**DIRECTIONS FOR THIS TASK:** The answer must be an exact reproduction of the lines from the start of the records below through the line containing "Query: yellow flower center", and nothing more.
++++++++++++++++++++
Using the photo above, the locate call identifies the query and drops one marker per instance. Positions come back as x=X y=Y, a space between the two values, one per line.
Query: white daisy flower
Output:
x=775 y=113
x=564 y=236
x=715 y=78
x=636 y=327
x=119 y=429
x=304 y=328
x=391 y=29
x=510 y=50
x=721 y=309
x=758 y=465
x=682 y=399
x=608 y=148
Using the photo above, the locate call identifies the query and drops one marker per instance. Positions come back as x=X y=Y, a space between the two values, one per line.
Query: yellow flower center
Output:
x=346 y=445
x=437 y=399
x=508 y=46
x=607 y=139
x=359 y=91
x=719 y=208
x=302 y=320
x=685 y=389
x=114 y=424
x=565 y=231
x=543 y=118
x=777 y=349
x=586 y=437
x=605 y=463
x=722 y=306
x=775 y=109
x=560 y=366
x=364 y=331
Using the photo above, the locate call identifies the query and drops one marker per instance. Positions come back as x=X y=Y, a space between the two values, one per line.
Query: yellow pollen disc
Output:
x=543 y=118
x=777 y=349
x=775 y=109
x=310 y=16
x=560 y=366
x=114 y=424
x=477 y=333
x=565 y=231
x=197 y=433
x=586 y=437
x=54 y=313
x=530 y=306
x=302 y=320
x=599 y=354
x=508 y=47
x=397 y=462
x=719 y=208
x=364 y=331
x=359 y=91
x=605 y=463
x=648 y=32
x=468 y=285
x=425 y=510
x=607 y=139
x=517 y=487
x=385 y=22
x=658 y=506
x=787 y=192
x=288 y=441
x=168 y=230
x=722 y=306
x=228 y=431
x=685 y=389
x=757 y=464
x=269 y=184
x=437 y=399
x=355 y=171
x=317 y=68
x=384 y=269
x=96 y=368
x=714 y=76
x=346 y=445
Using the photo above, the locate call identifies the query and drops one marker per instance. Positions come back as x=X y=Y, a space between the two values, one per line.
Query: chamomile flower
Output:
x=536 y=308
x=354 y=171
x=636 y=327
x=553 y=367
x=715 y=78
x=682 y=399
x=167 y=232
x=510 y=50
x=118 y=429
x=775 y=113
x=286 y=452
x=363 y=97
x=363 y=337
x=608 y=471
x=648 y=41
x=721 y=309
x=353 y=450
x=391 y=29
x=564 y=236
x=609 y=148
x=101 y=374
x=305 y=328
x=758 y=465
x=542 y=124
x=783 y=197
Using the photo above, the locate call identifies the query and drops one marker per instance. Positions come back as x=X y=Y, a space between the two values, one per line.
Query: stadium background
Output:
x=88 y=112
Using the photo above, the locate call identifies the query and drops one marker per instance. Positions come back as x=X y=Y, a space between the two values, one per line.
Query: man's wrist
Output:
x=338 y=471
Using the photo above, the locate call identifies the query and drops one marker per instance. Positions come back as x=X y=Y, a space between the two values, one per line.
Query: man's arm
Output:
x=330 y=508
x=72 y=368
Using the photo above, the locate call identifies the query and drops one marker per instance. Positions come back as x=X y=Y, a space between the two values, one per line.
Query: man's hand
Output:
++++++++++++++++++++
**SOLUTION TO THE EXERCISE:**
Using the photo above, the locate call identifies the query and drops one marker per instance. Positions come back as x=X y=Y, a space between the two values, one per line.
Query: white daisy flower
Output:
x=775 y=113
x=564 y=236
x=715 y=78
x=636 y=327
x=119 y=429
x=304 y=328
x=391 y=29
x=510 y=50
x=721 y=309
x=758 y=465
x=682 y=399
x=608 y=148
Using the photo above, the locate call identifies the query and drops one marker per instance. Positions come back as x=X y=Y, a space between the two values, one per line.
Query: yellow flower center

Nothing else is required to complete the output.